Named object pointing entries
◆ ◆ ◆ ◆ ◆
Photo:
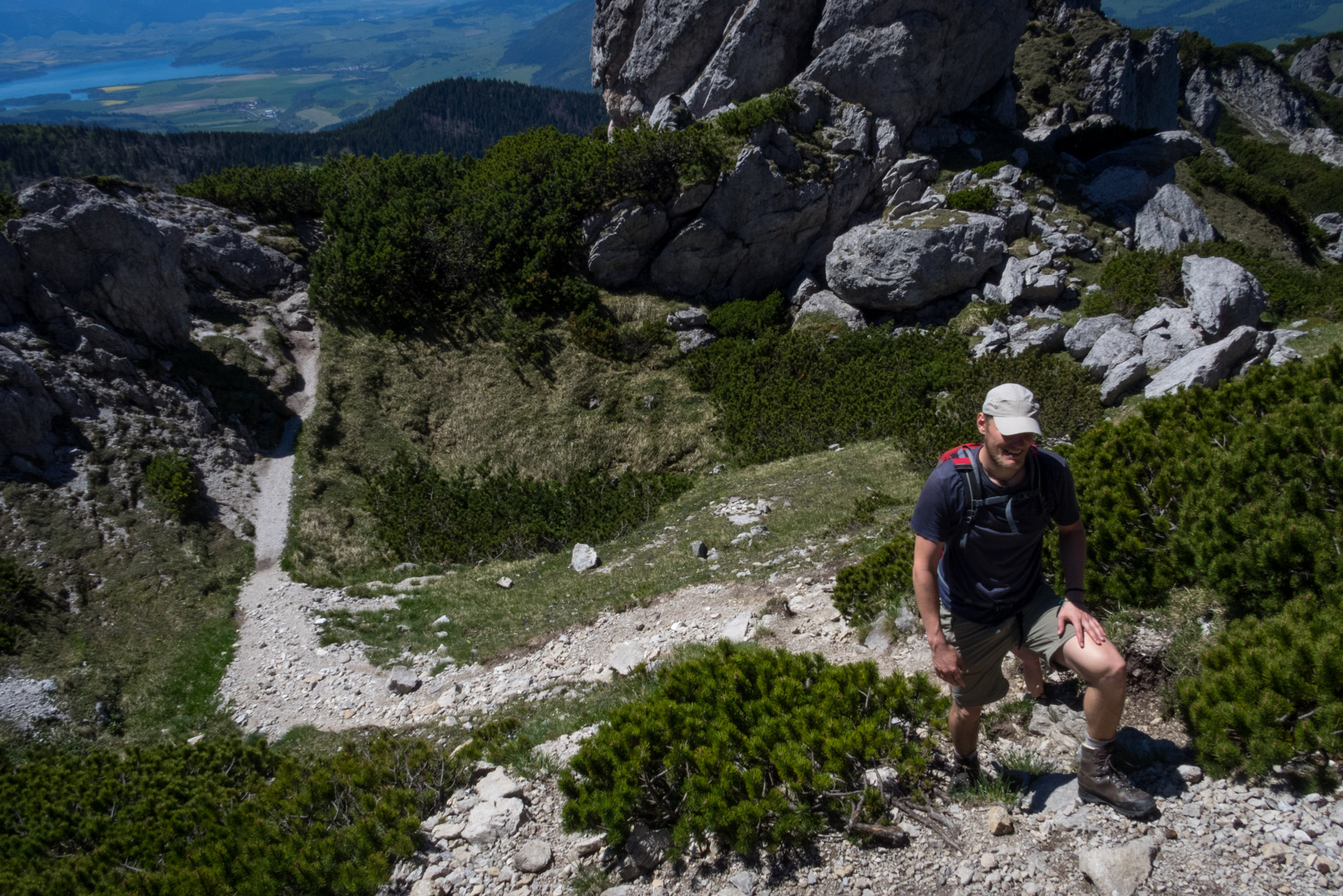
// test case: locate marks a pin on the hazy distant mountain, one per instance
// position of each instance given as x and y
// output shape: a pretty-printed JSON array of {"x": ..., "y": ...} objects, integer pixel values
[
  {"x": 560, "y": 43},
  {"x": 1234, "y": 20}
]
◆ ◆ ◆ ◆ ◆
Please extract every line of the listing above word for word, omitting the pictures from your answer.

Photo:
// test case: locate marks a pin on the hazy distant mountain, one per instance
// position of each instance given as x and y
// output shape: a pretty-printed JSON array of {"x": ..., "y": ...} objects, integer pixel values
[
  {"x": 560, "y": 43},
  {"x": 1234, "y": 20}
]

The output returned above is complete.